EXERCISE INPUT Block Start
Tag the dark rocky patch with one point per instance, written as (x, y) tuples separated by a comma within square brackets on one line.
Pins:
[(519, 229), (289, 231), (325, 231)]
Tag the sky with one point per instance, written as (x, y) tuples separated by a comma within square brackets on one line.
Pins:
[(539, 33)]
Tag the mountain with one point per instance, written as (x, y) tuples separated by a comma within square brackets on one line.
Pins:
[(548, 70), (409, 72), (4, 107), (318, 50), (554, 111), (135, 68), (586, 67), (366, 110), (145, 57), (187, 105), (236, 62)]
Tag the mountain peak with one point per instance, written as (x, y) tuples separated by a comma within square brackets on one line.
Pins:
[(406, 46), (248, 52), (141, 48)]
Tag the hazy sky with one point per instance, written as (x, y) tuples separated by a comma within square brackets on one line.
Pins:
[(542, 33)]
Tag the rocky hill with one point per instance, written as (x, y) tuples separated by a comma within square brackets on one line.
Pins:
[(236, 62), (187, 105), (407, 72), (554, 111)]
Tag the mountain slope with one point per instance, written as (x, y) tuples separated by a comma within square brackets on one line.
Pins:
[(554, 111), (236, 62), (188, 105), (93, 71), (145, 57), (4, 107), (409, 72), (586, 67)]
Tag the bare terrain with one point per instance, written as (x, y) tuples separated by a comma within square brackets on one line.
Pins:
EXERCISE INPUT Block End
→ **TASK GOAL**
Retrieve all lines from the data that contain the string "rocky".

→ **RESPONSE TO THIS TASK**
Tag the dark rocky patch with one point per instance, written as (x, y) tuples separated by a comma within square brackets on one line.
Tag the rocky hill with one point per instance, written as (x, y) tuples separated by a comma within square brackets on one line.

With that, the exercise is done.